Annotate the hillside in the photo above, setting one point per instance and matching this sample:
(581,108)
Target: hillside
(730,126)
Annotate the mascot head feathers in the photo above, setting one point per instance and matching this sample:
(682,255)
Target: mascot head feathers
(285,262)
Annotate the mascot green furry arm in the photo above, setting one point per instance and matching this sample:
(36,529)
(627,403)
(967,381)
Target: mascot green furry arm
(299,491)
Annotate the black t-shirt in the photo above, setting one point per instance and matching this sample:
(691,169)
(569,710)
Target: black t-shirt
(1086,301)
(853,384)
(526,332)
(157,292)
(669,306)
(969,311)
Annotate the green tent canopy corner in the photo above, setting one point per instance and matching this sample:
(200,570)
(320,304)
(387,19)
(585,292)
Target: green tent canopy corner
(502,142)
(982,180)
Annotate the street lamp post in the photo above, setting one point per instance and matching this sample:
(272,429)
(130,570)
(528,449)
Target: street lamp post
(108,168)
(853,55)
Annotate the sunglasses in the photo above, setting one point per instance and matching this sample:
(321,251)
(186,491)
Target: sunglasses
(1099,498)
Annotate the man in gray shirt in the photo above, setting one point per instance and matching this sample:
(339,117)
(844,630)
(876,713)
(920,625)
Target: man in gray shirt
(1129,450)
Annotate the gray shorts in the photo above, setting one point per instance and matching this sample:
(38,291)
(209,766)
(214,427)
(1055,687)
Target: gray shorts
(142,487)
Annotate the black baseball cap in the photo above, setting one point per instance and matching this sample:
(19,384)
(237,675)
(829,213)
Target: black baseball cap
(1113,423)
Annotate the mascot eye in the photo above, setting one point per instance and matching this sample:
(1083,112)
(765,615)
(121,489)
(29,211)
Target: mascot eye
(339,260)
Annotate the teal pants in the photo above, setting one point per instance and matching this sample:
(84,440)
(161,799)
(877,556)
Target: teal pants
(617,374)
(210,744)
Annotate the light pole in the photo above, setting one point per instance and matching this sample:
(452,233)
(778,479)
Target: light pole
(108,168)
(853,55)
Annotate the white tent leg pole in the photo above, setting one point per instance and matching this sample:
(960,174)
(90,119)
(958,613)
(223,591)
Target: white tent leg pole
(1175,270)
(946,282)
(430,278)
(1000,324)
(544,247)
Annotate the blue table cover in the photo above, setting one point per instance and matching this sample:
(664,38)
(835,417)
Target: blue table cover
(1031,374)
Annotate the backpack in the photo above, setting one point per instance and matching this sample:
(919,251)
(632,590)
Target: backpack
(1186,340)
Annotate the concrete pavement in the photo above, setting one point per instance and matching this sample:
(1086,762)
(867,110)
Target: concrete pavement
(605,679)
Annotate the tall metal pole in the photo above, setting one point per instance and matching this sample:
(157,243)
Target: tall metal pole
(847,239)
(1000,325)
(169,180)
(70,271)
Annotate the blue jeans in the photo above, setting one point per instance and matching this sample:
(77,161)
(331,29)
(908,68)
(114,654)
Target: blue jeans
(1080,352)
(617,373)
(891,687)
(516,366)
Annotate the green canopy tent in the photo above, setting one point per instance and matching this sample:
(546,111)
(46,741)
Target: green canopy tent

######

_Work required_:
Would you restate the entries word for word, omitting none?

_Answer box_:
Annotate the hillside in the photo above, setting one point per instance and matching this sample:
(581,108)
Target: hillside
(730,126)
Annotate the mascot head feathers in the photo above, setting one point per instance and matching this sample:
(682,255)
Target: mascot head feathers
(285,262)
Annotate the mascot green furry arm in the photo above, setting one point per instance and matching this sample:
(36,529)
(627,403)
(967,381)
Target: mascot green furry arm
(299,491)
Annotate the black t-shirt in the photo above, setting one point per instance and matching this sample:
(691,169)
(569,710)
Target: black t-shirt
(1086,301)
(853,384)
(526,332)
(157,292)
(669,306)
(969,311)
Annotate the green tent canopy corner in the photo above, setting one point per instance and matching this sample:
(200,570)
(320,304)
(387,19)
(585,292)
Target: green tent canopy corner
(502,142)
(982,180)
Annotate the street lamp post in the photo above, setting one point per instance and matching this sample:
(272,429)
(130,570)
(528,449)
Target: street lamp post
(108,168)
(853,55)
Annotate the sunglasses in the photo above, setting one point per instance and matching this sample:
(321,251)
(186,491)
Target: sunglasses
(1099,498)
Annotate the man in gray shirt in the photo above, setting one point per instance and matching this sample:
(339,117)
(844,630)
(876,713)
(920,625)
Target: man in gray shirt
(1129,450)
Annotate the gray shorts in the photo above, setting one point per instance and matching this sample:
(38,291)
(209,766)
(214,427)
(1055,687)
Target: gray shorts
(142,487)
Annotate the black baseball cap in the photo above, setting one point per instance and matching this sample:
(19,384)
(237,675)
(829,213)
Target: black baseball cap
(1113,423)
Annotate the mascot eye in the photo above, setting one point per instance and matching this sample:
(1083,112)
(765,615)
(121,489)
(29,211)
Target: mascot eye
(339,260)
Annotate the teal pants in the photo above, setting one point per instance and matching this sample:
(84,440)
(161,799)
(877,556)
Target: teal pants
(617,374)
(210,744)
Annotate the light pole in the photo above, setting one point per instance and matching this sample:
(452,233)
(778,479)
Target: light pole
(108,168)
(853,55)
Annotate the white tent leg pole in the photo above, setting one point per instance and matching this sample:
(960,174)
(90,119)
(958,613)
(223,591)
Target: white tent leg pole
(1175,270)
(946,282)
(430,278)
(1000,324)
(544,247)
Annotate the blue table cover in the photo above, setting one point per instance and matching this sample:
(664,38)
(835,417)
Target: blue table cover
(1031,374)
Annotate the backpack in the photo above, setting one point per instance and matching this sample:
(919,251)
(632,590)
Target: backpack
(1186,340)
Annotate the concrete pavement in the photo above, setting one point per instance and matching this sample:
(1086,762)
(867,110)
Target: concrete pavement
(605,679)
Annotate the tall metal pole in the photo above, setting one point per instance and matching this sample:
(157,243)
Target: tall metal pole
(847,239)
(1000,325)
(169,180)
(70,271)
Annotate the blue jeans in the photo above, setting one point per instance and matching this sample:
(77,161)
(331,29)
(908,68)
(114,654)
Target: blue jeans
(1080,352)
(617,373)
(891,687)
(516,366)
Annotate the green canopy tent in the photo above, setting one point per instance and matching this sample:
(546,111)
(46,741)
Target: green canopy tent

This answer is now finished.